[Listing]
+--

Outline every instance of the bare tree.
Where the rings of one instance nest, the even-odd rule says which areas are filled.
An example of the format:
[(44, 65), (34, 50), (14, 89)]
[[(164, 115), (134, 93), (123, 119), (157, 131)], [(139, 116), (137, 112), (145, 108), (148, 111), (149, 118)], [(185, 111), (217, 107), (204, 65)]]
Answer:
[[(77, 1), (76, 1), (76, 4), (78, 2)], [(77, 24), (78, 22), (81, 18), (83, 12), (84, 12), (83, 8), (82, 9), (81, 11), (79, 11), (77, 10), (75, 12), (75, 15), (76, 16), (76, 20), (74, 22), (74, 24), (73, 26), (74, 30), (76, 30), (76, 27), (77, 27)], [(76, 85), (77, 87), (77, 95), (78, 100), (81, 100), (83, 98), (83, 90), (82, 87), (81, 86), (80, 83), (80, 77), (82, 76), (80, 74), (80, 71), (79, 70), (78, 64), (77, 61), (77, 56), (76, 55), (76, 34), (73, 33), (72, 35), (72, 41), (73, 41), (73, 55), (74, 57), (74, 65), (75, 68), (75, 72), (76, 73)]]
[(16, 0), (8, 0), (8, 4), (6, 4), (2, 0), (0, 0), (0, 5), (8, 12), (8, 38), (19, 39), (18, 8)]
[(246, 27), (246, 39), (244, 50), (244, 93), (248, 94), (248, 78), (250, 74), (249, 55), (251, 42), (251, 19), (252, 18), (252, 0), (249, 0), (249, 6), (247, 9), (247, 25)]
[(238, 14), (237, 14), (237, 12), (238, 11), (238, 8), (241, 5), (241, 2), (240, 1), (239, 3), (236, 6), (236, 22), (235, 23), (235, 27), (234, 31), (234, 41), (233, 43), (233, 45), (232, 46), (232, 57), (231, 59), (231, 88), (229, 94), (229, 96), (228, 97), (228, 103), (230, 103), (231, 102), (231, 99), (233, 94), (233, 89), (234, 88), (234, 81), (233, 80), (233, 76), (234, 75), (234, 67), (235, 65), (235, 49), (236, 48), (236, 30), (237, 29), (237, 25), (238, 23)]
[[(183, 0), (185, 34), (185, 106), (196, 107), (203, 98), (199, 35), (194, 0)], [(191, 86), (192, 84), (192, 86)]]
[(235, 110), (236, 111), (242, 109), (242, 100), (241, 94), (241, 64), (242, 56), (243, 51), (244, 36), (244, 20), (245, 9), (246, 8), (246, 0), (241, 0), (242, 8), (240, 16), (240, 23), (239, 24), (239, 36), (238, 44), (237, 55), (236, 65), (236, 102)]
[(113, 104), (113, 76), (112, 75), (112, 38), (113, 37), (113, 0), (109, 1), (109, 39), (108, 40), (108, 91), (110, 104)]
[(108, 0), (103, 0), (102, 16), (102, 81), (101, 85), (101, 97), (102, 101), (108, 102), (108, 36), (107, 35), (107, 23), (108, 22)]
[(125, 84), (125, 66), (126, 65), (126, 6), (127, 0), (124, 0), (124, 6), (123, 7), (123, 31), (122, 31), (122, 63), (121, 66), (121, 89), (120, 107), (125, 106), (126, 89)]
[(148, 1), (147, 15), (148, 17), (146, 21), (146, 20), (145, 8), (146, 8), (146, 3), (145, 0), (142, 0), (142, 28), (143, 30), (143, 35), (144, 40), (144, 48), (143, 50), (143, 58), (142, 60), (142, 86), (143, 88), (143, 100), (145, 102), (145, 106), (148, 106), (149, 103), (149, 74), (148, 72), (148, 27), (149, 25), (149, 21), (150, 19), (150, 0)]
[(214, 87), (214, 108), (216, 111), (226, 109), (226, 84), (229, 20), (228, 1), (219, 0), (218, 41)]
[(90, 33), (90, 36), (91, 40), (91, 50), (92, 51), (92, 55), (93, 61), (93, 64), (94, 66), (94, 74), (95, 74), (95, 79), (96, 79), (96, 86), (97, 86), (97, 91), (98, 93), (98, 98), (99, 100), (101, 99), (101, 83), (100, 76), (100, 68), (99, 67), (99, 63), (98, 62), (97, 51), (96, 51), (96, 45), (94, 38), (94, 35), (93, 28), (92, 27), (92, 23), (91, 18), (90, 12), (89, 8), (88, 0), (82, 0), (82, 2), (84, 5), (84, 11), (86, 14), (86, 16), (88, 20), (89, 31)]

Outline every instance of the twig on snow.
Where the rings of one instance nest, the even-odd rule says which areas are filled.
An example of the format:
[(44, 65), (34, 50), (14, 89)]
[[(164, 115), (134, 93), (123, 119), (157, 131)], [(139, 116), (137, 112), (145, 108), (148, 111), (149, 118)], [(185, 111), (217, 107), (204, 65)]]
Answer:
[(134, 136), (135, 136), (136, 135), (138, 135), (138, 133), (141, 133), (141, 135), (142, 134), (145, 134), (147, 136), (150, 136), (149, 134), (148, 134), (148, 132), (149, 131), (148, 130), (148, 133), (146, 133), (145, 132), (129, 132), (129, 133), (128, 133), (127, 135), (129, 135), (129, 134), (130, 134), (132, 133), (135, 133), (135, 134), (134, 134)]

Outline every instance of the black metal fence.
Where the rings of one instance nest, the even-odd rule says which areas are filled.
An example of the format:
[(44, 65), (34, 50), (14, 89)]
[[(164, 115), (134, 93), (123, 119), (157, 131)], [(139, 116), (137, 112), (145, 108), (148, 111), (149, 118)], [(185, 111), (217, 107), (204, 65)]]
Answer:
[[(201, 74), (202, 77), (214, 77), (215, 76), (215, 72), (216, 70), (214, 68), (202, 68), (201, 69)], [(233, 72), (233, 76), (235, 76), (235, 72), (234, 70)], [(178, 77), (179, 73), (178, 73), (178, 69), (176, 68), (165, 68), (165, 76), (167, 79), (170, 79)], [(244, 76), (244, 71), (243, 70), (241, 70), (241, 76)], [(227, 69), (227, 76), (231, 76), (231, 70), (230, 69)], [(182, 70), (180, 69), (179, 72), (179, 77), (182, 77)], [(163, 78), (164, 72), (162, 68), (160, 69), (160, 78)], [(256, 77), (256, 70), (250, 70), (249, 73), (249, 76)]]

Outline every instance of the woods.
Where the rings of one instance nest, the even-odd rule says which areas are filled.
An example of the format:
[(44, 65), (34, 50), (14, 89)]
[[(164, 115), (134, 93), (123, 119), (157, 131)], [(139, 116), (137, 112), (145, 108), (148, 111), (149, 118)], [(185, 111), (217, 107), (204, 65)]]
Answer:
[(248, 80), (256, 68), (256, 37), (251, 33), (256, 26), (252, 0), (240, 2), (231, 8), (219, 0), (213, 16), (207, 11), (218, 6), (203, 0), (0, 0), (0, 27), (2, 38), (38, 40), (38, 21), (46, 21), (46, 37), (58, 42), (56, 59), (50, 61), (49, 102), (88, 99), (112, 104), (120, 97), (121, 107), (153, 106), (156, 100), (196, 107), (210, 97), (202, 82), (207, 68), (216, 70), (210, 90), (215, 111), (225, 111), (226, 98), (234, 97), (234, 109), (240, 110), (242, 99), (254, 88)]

+--

Reproduce all of the material above, replacing "even-odd rule" with "nonzero rule" everywhere it occurs and keeping everything else the same.

[Task answer]
Outline every instance of the bare tree.
Where the rings of one instance nest, the nonzero rule says which areas are filled.
An example of the format:
[(44, 65), (34, 50), (14, 89)]
[[(164, 115), (134, 93), (123, 119), (157, 131)], [(139, 116), (137, 112), (145, 108), (148, 111), (149, 118)], [(185, 111), (217, 107), (204, 65)]]
Answer:
[[(77, 1), (76, 1), (76, 4), (78, 2)], [(77, 24), (78, 22), (81, 18), (83, 12), (84, 12), (83, 8), (82, 9), (81, 11), (79, 11), (77, 10), (75, 12), (75, 15), (76, 16), (76, 20), (74, 22), (74, 24), (73, 26), (74, 30), (76, 30), (76, 27), (77, 27)], [(76, 85), (77, 87), (77, 95), (78, 100), (81, 100), (83, 98), (83, 90), (82, 87), (81, 86), (80, 83), (80, 77), (82, 76), (80, 74), (80, 71), (79, 70), (78, 64), (77, 61), (77, 56), (76, 55), (76, 34), (73, 33), (72, 35), (72, 41), (73, 41), (73, 55), (74, 57), (74, 65), (75, 68), (75, 72), (76, 73)]]
[(16, 0), (8, 0), (8, 4), (6, 4), (2, 0), (0, 0), (0, 5), (8, 12), (8, 38), (19, 39), (18, 8)]
[(246, 27), (246, 39), (244, 50), (244, 93), (248, 94), (248, 78), (250, 74), (249, 55), (251, 42), (251, 19), (252, 18), (252, 0), (249, 0), (249, 6), (247, 9), (247, 25)]
[(238, 14), (237, 14), (237, 12), (238, 11), (238, 8), (241, 5), (241, 2), (240, 1), (239, 3), (236, 6), (236, 22), (235, 23), (235, 27), (234, 31), (234, 41), (233, 43), (233, 45), (232, 46), (232, 57), (231, 59), (231, 88), (229, 94), (229, 96), (228, 97), (228, 103), (230, 103), (231, 102), (231, 99), (233, 94), (233, 89), (234, 88), (234, 81), (233, 80), (233, 76), (234, 75), (234, 67), (235, 65), (235, 49), (236, 48), (236, 30), (237, 29), (237, 25), (238, 23)]
[[(183, 0), (185, 34), (185, 106), (196, 107), (203, 98), (199, 35), (194, 0)], [(191, 86), (192, 84), (192, 86)]]
[(235, 110), (236, 111), (242, 109), (242, 100), (241, 94), (241, 64), (242, 56), (243, 51), (244, 36), (244, 20), (245, 9), (246, 8), (246, 0), (241, 0), (242, 8), (240, 16), (240, 23), (239, 24), (239, 36), (238, 44), (237, 55), (236, 65), (236, 102)]
[(113, 104), (113, 76), (112, 75), (112, 38), (113, 37), (113, 0), (109, 1), (109, 39), (108, 40), (108, 91), (110, 104)]
[(108, 0), (103, 0), (102, 16), (102, 81), (101, 85), (101, 97), (102, 101), (108, 102), (108, 36), (107, 35), (107, 23), (108, 22)]
[(125, 84), (125, 66), (126, 65), (126, 6), (127, 0), (124, 0), (124, 6), (123, 7), (123, 31), (122, 31), (122, 63), (121, 66), (121, 89), (120, 107), (125, 106), (126, 89)]
[(148, 1), (147, 15), (148, 17), (146, 21), (146, 20), (145, 8), (146, 8), (146, 3), (145, 0), (142, 0), (142, 28), (143, 30), (143, 35), (144, 40), (144, 48), (143, 50), (143, 58), (142, 60), (142, 86), (143, 88), (143, 100), (145, 102), (145, 106), (148, 106), (149, 103), (149, 74), (148, 72), (148, 27), (149, 25), (149, 21), (150, 19), (150, 0)]
[(214, 87), (214, 108), (216, 111), (226, 109), (226, 84), (229, 20), (228, 1), (219, 0), (218, 41)]
[(90, 33), (90, 36), (91, 40), (91, 50), (92, 51), (92, 55), (93, 61), (93, 64), (94, 66), (94, 74), (95, 74), (95, 79), (96, 79), (96, 86), (97, 86), (97, 91), (98, 93), (98, 98), (99, 100), (101, 99), (101, 83), (100, 76), (100, 68), (99, 67), (99, 63), (98, 62), (97, 51), (96, 51), (96, 45), (94, 38), (94, 35), (93, 28), (92, 27), (92, 23), (91, 18), (90, 12), (89, 8), (88, 0), (82, 0), (82, 2), (84, 5), (84, 11), (86, 14), (86, 16), (88, 20), (89, 31)]

Outline every instance of the twig on snow.
Where the rings of one instance nest, the nonzero rule says which areas are filled.
An example of the format:
[(44, 65), (34, 50), (14, 89)]
[[(164, 115), (134, 93), (123, 119), (157, 131)], [(139, 116), (137, 112), (145, 108), (148, 111), (149, 118)], [(185, 111), (217, 107), (204, 65)]]
Answer:
[(134, 136), (135, 136), (136, 135), (138, 135), (138, 133), (141, 133), (141, 135), (142, 134), (145, 134), (147, 136), (150, 136), (149, 134), (148, 134), (148, 132), (149, 131), (148, 130), (148, 133), (146, 133), (145, 132), (129, 132), (129, 133), (128, 133), (127, 135), (129, 135), (129, 134), (130, 134), (132, 133), (135, 133), (135, 134), (134, 134)]

Outline every instance of the black metal fence.
Where the rings of one instance nest, the nonzero rule says which areas are filled.
An example of the format:
[(44, 65), (34, 50), (14, 89)]
[[(164, 115), (134, 93), (123, 119), (157, 131)], [(139, 116), (137, 112), (145, 108), (148, 111), (149, 118)], [(185, 111), (217, 107), (204, 65)]]
Answer:
[[(201, 74), (202, 77), (214, 77), (215, 76), (215, 72), (216, 70), (214, 68), (202, 68), (201, 69)], [(233, 72), (233, 76), (235, 76), (235, 72), (234, 70)], [(178, 77), (179, 73), (178, 73), (178, 69), (176, 68), (165, 68), (165, 76), (167, 79), (170, 79)], [(244, 76), (244, 71), (243, 70), (241, 70), (241, 76)], [(227, 69), (227, 76), (231, 76), (231, 70), (230, 69)], [(182, 70), (180, 69), (179, 72), (179, 77), (182, 77)], [(163, 78), (164, 72), (162, 68), (160, 69), (160, 78)], [(256, 77), (256, 70), (250, 70), (249, 73), (249, 76)]]

Outline every instance of the woods.
Where the rings of one instance nest, the nonzero rule says which areas are filled.
An example of the format:
[(44, 65), (34, 50), (14, 89)]
[[(164, 115), (134, 93), (123, 119), (157, 131)], [(139, 116), (137, 112), (145, 108), (148, 111), (149, 118)], [(185, 111), (217, 107), (204, 65)]]
Answer:
[(248, 80), (256, 68), (256, 37), (251, 33), (256, 26), (252, 0), (240, 2), (231, 8), (219, 0), (213, 16), (207, 11), (218, 6), (203, 0), (0, 0), (0, 27), (2, 38), (38, 40), (38, 21), (46, 21), (46, 37), (58, 42), (56, 59), (50, 61), (49, 102), (88, 99), (112, 104), (120, 97), (121, 107), (153, 106), (156, 100), (196, 107), (210, 97), (202, 82), (207, 68), (216, 70), (210, 90), (215, 111), (225, 111), (226, 98), (234, 97), (234, 109), (240, 110), (242, 99), (254, 88)]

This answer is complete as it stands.